** Start DOCUMENT **
Closed matteobachetti closed 1 year ago
Could you please attach the debug.log
I think this is could be caused by a likelihood plateau at the beginning of the run.
But I agree, this is not ideal behaviour. Probably I should add a maximum number of roots that is being expanded to.
I am not successful in reproducing your bug with the latest stingray repo and ultranest 3.5.7 from pypi
I also tried reverting the commit c140664223b1211c7730d0b375fc83f0757d41a3, or going back this version https://github.com/StingraySoftware/stingray/commit/8ad7272fcd2a155bd6d2eeabe68be58bdec92742
Please let me know how I can reproduce the runaway behaviour.
@JohannesBuchner I would also have gone to commit 8ad7272 of stingray. Up to that point, a simple pytest test_bexvar.py could have reproduced the result. Have you made any new modifications to Multinest that might have fixed the behavior?
No
We are experiencing this issue with EXOTIC, also, using UN 3.5.7.
** End DOCUMENT **
** Start DATA ROWS **
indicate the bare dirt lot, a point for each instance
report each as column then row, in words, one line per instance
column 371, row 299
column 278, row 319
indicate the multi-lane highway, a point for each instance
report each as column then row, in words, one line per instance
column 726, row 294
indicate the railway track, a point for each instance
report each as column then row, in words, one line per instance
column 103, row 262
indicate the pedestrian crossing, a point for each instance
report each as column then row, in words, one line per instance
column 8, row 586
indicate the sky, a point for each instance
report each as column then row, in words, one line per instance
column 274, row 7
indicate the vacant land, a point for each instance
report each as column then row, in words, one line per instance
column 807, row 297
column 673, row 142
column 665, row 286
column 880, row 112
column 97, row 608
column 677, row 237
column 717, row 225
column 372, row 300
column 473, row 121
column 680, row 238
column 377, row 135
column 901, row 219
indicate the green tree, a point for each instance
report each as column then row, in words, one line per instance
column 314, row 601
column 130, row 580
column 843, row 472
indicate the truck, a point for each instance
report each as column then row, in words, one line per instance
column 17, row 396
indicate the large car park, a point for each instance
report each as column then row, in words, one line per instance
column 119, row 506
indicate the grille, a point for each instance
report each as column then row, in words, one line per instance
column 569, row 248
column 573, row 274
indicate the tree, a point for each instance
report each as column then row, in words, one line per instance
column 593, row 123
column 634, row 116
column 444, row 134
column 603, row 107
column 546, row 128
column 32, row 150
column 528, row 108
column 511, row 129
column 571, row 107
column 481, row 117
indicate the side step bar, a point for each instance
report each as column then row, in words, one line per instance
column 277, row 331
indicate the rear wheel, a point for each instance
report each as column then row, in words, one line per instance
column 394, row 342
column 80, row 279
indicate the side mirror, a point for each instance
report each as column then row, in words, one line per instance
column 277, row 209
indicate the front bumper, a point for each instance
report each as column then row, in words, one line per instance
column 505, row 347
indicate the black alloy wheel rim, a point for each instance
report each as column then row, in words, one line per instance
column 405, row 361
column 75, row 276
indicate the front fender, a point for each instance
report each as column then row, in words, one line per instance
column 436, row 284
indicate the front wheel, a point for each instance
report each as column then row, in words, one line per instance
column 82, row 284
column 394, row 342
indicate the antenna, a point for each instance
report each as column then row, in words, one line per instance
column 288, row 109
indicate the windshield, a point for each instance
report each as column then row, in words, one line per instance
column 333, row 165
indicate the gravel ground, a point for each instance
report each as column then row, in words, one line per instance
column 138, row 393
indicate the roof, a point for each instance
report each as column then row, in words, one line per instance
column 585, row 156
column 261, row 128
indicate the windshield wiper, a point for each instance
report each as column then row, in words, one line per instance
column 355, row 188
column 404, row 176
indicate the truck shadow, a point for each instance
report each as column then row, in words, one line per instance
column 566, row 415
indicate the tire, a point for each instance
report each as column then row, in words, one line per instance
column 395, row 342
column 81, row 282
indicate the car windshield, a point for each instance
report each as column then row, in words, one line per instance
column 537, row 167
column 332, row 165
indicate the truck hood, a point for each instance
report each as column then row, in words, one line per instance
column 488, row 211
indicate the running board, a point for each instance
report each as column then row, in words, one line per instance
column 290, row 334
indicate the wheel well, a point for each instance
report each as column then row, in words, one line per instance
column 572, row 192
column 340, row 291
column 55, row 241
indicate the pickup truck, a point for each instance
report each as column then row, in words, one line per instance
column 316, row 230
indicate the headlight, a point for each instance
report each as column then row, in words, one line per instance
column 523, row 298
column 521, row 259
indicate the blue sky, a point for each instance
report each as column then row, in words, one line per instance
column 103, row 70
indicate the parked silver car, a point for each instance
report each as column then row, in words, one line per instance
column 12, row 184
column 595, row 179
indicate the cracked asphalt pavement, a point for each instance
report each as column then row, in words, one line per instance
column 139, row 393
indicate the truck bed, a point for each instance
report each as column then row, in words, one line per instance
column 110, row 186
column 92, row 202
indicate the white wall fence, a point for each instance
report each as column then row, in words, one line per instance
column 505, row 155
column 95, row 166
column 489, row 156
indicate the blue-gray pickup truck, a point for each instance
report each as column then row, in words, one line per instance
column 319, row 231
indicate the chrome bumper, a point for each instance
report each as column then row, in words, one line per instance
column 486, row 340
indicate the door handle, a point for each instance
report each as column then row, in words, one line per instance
** End DATA ROWS **
_WHAT TO WORK ON_:
a. Edit the rows from the line with "indicate the multi-lane" up to and including the line with "column 103, row 262" by replacing "railway track" with "rail line", and give back only those lines with everything else unchanged.
b. Please proceed with the UltraNest thread, writing on from its last message.
The UltraNest thread and the rows have nothing to do with each other.

_ANSWERS TO THE EXERCISE_:
a.
indicate the multi-lane highway, a point for each instance
report each as column then row, in words, one line per instance
column 726, row 294
indicate the rail line, a point for each instance
report each as column then row, in words, one line per instance
column 103, row 262

b.
To wit:
[ultranest] Widening roots to 6537217 live points (have 3268609 already) ... [ultranest] Sampling 3268608 live points from prior ... It does an initial sampling of the parameter space to estimate where to do a constrained search but the number of live points gets so large that it needs more initial samples than it usually takes to converge. ... I've been noticing some TESS light curves requiring over a million function calls when it only takes ~10,000 to converge. ...
This is perhaps okay for a single reduction but when running against massive data sets, it brings our applications to their knees. ⚔️
Version 3.5.6 seems to be working fine.
Discovered by @pearsonkyle in EXOTIC. Please contact him for more info.
Context
This happens when you have a large fraction of the prior parameter space with the same loglikelihood, i.e., a plateau. Such plateaus need to be handled in a special way in nested sampling, otherwise you get biases, as this paper https://arxiv.org/abs/2005.08602 pointed out. This paper https://arxiv.org/abs/2010.13884 discusses a strategy, which is implemented in ultranest. In particular, the live points need to be discarded together without replacement until the plateau is crossed. But this causes a reduction of the live points, and the subsequent run would have few live points available, making it both inefficient and probably also return poor posteriors. Hence the widening of the initial live point population to hopefully have a reasonable number remaining.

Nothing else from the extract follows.